- _Your objective_:
Copy out the text about the Bainbridge shipbuilding firm at Willington Quay word for word, in full.

- _Passage provided_:
— start —

KEY BELOW: D / H / P (D means basic dimensions are shown; H means a history is given; P means one or more photographs are available)
Below: (TT) indicates that the link will open up in a new window belonging to our sister web site Tyne Tugs


Shipbuilder: Bainbridge & Wilson, Willington Quay (1864 - 1866)

Shipbuilder: Bainbridge, Davy & Hopper, Willington Quay (1864 - 1866)

The firm is first seen as Bainbridge & Wilson but also later seen as Bainbridge, Hopper & Wilson, Bainbridge, Davy & Hopper and Bainbridge & Co. The latter description perhaps accurately describing the more fluid nature of the company make up. The original owners appear to have been John Bainbridge (1822-1916) a Master Shipsmith and John Straker Wilson a Shipbroker, both of Byker in Newcastle. Later additions were Herbert Davy and Richard Smith Hopper.

— end —

- _Supplied entries_:

— start —

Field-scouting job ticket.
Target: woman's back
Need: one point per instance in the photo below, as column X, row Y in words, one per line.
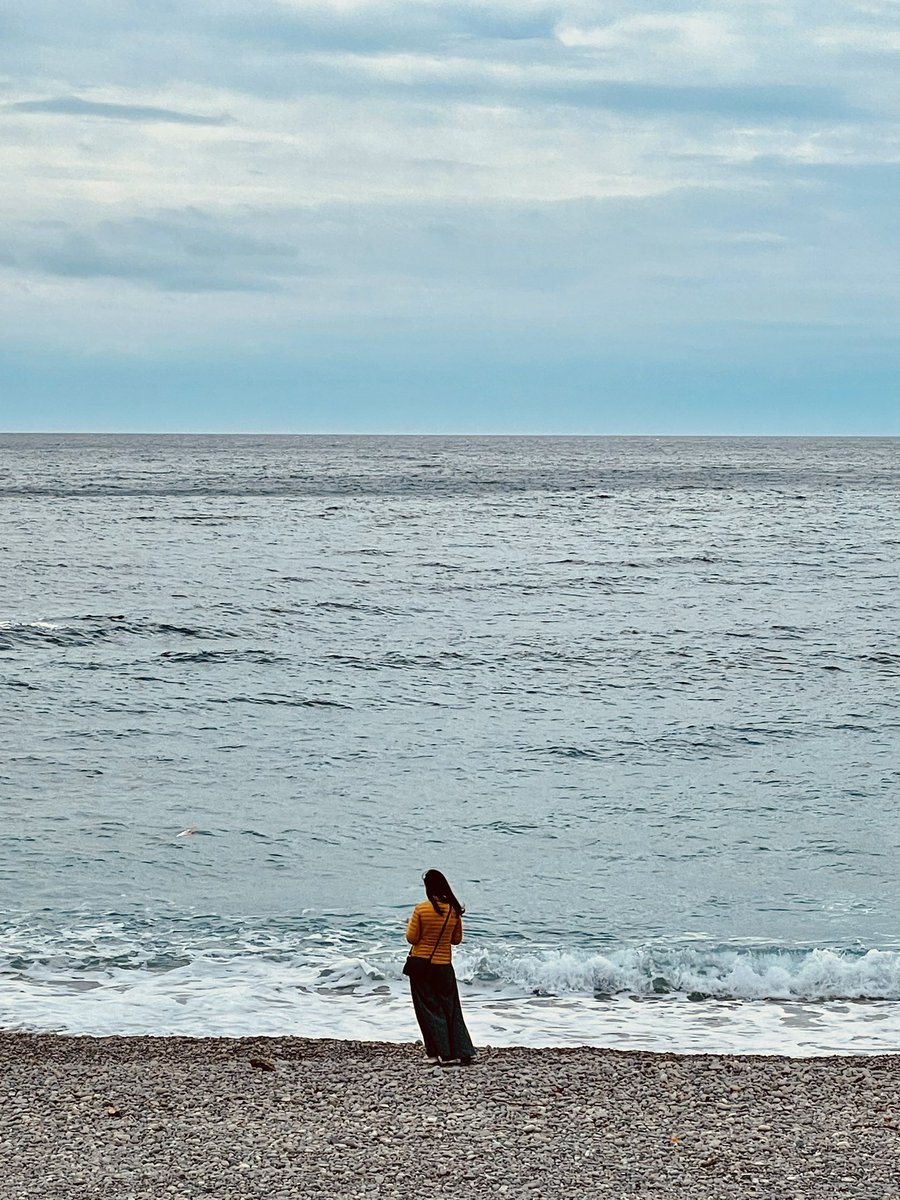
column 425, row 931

— end —
— start —

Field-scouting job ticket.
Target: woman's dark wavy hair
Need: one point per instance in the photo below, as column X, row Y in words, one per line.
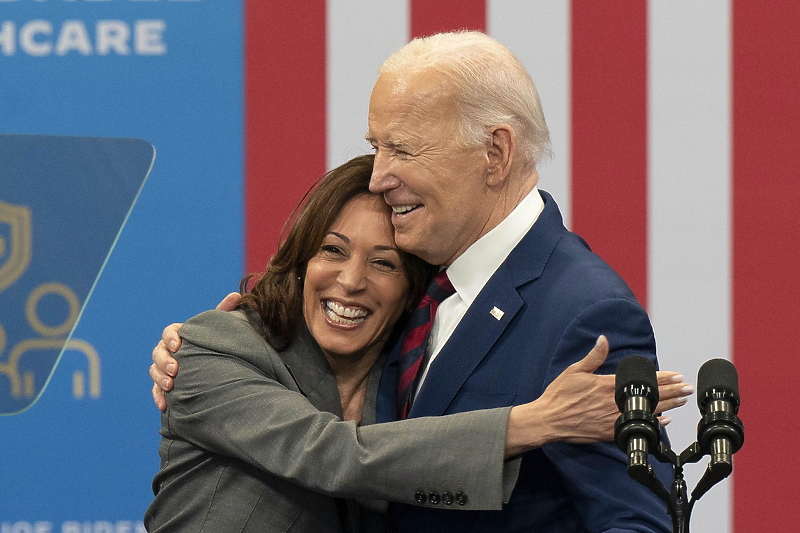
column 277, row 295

— end —

- _Answer below_:
KEY BELOW: D / H / P (D means basic dimensions are shown; H means a history is given; P means one or more photographs are available)
Below: (TT) indicates that the link will open up in a new window belonging to our sister web site Tyne Tugs


Shipbuilder: Bainbridge & Wilson, Willington Quay (1864 - 1866)

Shipbuilder: Bainbridge, Davy & Hopper, Willington Quay (1864 - 1866)

The firm is first seen as Bainbridge & Wilson but also later seen as Bainbridge, Hopper & Wilson, Bainbridge, Davy & Hopper and Bainbridge & Co. The latter description perhaps accurately describing the more fluid nature of the company make up. The original owners appear to have been John Bainbridge (1822-1916) a Master Shipsmith and John Straker Wilson a Shipbroker, both of Byker in Newcastle. Later additions were Herbert Davy and Richard Smith Hopper.